**RECORDS SHOWN**
========================

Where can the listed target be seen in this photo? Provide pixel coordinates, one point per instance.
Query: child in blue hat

========================

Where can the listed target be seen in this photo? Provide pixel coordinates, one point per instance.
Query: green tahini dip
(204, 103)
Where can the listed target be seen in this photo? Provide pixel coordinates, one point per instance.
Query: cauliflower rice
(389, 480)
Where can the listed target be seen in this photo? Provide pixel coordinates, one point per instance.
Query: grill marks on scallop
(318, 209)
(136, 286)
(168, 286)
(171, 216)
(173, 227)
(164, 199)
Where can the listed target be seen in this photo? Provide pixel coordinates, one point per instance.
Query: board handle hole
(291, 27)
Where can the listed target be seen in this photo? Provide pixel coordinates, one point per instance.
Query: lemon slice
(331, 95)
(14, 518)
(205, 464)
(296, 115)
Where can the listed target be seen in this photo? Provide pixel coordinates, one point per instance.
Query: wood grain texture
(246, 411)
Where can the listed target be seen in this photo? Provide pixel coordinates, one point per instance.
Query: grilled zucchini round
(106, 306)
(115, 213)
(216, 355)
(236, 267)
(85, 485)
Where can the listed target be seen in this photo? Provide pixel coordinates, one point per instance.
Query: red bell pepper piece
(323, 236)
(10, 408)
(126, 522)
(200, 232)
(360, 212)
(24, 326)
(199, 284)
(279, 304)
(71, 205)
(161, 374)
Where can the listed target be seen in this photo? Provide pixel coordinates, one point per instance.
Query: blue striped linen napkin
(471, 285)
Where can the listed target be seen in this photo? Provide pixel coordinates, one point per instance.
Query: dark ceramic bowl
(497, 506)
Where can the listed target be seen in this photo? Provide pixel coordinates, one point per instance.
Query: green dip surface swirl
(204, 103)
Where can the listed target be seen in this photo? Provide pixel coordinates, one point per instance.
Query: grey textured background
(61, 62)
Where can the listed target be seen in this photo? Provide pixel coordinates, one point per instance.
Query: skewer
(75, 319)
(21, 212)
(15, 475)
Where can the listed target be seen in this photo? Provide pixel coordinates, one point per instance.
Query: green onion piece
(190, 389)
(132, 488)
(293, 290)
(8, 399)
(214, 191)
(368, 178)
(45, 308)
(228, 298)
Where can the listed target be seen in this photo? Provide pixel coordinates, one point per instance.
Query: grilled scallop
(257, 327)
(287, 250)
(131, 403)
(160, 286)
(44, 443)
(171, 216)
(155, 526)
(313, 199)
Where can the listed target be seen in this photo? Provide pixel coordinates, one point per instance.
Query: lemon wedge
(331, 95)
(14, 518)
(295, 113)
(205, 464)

========================

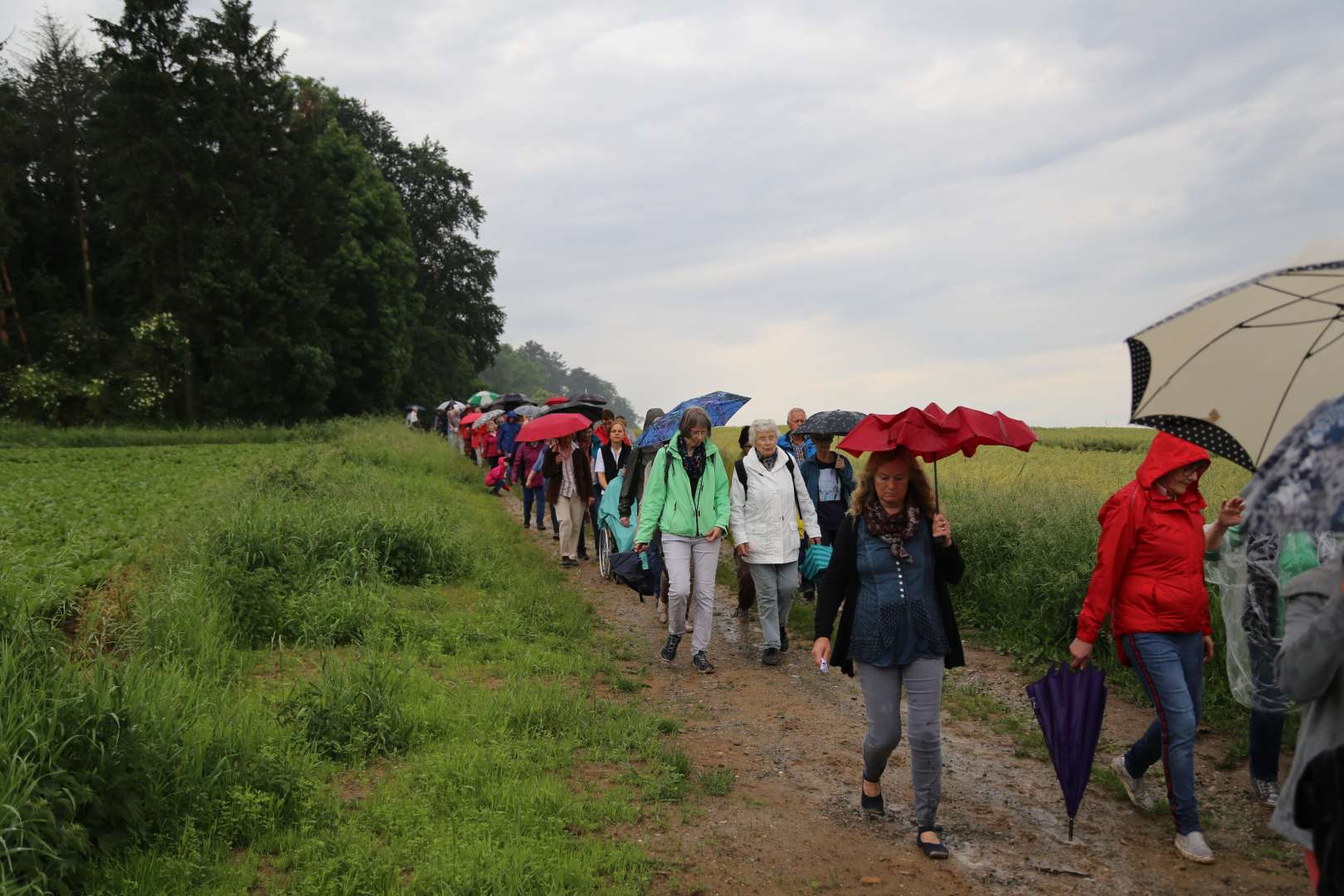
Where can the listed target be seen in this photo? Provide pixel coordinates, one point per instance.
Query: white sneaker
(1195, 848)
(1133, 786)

========================

**EXERCISE INSTRUCTIONS**
Return each line of the material above that contains the word "grilled", reproducing every such line in full.

**THE COMPLETED TASK**
Query: grilled zucchini round
Query: grilled scallop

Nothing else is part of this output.